== PASSAGE TO READ ==
Which begs the question: what is it about those moments of writing –– especially as a pastor who’s used to writing a sermon week after week –– that leaves us staring at a blank page with nothing to say? 

Well if you’re a pastor finding yourself in this predicament, knowing the obstacle of writer’s block all too well –– here are three reasons why that may be:

  1. Distractions: Life can get busy. Whether it’s having a mental to-do list, stressors related to work, family, or personal problems, finding yourself daydreaming out of boredom, or simply a product of the environment you work in, life can be full of distractions. It’s hard to stay focused and motivated when met with distractions.
  2. Lack of inspiration: It’s helpful to establish a consistent rhythm in our lives, especially as we take on multiple responsibilities. As a pastor juggling so many different responsibilities between ministry, church administration, personal devotion, Biblical studies, family time, and sermon preparation, it’s important to establish a balanced schedule. However, too much consistency can lead to stagnation –– which can then lead to a lack of inspiration.    
  3. Burnout: Lastly, a cause of writer’s block can simply be burnout. Handling multiple responsibilities while coming up with a fresh, new sermon every week can be exhausting. According to Psych Central, “The effects of fatigue on performance are largely the same as those of sleep deprivation: impaired memory, difficulty with concentration, etc.” Overall, feeling tired and overworked can affect productivity.

So, How Can Pastors Stay Motivated When Writer’s Block Strikes?

There’s no telling when writer’s block will come or how long it’ll last, but there are some measures pastors can take to prepare for it or prevent it.

  1. Find a Good Environment 

The first step to overcoming writer’s block is having a good environment to work in. I’m personally someone who can get easily distracted while writing. When it comes to a working environment that motivates me, I like to trade off between: a) being alone in my room at home, or b) going to a coffee shop. 

It’s nice for me to stay home and write when life’s been busy, and I need a nice environment that’s quiet, less stimulating, and allows me to feel grounded. On days when I need a little more excitement while writing, I like to go to a coffee shop where I can be around other people, feel like I’m at least out of the house, and get fresh air. 

Whether you’re introverted or extroverted or need some sort of stimuli or less stimuli, it’s important to be in an environment that reduces distractions and keeps you motivated.

  1. Write Down What Inspires You 

Inspiration can strike at any unexpected moment. 

For me, inspiration tends to hit when I’m doing a mundane task, hear a certain phrase, story, a random fact, or just listening to music. I find that in moments of inspiration, I start to think of all kinds of ideas. Yet the next time I sit down to write, all of the ideas have completely left my mind. Because of this predicament, I find it helpful to write down my ideas whenever I’m feeling inspired. 

Making notes allows me to have a source of inspiration to pull from whenever I’m writing, keeping ideas fresh. It’s good practice to keep a small journal or use the notes app on your phone to write down ideas whenever they come to you.
===
## DIRECTIVE 1
Count the lines of the rows that contain the word "would", treating case as significant, and give only that number.
== RECORDED INFORMATION ==
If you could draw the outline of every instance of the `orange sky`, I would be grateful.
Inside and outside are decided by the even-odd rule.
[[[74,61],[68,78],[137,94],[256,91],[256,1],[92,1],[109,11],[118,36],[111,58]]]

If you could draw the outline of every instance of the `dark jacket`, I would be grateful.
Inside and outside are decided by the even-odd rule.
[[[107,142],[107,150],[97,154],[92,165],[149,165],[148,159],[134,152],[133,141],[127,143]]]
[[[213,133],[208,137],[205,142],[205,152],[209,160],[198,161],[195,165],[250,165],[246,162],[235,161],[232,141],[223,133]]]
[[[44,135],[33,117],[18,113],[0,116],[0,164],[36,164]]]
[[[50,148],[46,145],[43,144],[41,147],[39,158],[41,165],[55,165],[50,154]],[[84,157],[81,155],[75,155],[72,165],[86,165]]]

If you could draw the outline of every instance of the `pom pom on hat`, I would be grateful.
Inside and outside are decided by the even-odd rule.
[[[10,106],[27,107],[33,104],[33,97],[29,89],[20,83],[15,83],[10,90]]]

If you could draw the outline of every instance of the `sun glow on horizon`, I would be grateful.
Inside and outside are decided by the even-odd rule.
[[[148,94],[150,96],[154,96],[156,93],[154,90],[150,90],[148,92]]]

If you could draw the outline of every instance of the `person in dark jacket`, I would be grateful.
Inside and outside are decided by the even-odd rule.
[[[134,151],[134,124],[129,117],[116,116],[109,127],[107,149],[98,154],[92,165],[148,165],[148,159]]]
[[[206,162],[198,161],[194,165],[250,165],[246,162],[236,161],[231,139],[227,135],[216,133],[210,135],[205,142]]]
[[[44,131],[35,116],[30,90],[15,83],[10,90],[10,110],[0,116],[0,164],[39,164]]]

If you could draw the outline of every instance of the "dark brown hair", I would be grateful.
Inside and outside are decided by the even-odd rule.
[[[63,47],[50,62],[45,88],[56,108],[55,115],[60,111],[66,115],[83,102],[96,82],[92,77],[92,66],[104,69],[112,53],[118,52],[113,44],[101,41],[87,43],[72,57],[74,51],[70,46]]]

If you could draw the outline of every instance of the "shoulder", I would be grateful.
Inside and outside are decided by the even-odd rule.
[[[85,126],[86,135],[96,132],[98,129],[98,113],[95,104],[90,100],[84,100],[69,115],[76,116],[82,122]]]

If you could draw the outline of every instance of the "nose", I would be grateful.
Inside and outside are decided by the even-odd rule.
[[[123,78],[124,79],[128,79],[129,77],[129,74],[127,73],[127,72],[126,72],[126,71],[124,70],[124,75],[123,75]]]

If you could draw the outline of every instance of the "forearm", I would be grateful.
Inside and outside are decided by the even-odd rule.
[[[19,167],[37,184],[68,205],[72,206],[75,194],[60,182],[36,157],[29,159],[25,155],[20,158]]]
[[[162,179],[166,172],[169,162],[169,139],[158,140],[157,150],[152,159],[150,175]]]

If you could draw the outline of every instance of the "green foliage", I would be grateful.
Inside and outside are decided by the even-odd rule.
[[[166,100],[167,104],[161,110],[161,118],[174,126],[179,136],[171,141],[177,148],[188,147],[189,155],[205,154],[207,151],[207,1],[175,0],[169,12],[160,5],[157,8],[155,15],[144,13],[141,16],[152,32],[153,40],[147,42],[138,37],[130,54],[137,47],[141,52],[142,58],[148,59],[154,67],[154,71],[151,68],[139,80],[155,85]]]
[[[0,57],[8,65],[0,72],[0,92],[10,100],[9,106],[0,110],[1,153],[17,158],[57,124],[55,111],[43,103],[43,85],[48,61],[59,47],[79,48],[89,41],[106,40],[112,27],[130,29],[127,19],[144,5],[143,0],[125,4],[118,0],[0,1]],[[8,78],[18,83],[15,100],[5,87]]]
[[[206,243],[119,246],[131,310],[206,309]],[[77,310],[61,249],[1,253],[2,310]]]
===
## DIRECTIVE 2
Transcribe the passage on pastors and writer's block from "2. Lack of inspiration: It’s" up to and including "can affect productivity.".

## EXERCISE OUTPUT 1
10

## EXERCISE OUTPUT 2
2. Lack of inspiration: It’s helpful to establish a consistent rhythm in our lives, especially as we take on multiple responsibilities. As a pastor juggling so many different responsibilities between ministry, church administration, personal devotion, Biblical studies, family time, and sermon preparation, it’s important to establish a balanced schedule. However, too much consistency can lead to stagnation –– which can then lead to a lack of inspiration.    
  3. Burnout: Lastly, a cause of writer’s block can simply be burnout. Handling multiple responsibilities while coming up with a fresh, new sermon every week can be exhausting. According to Psych Central, “The effects of fatigue on performance are largely the same as those of sleep deprivation: impaired memory, difficulty with concentration, etc.” Overall, feeling tired and overworked can affect productivity.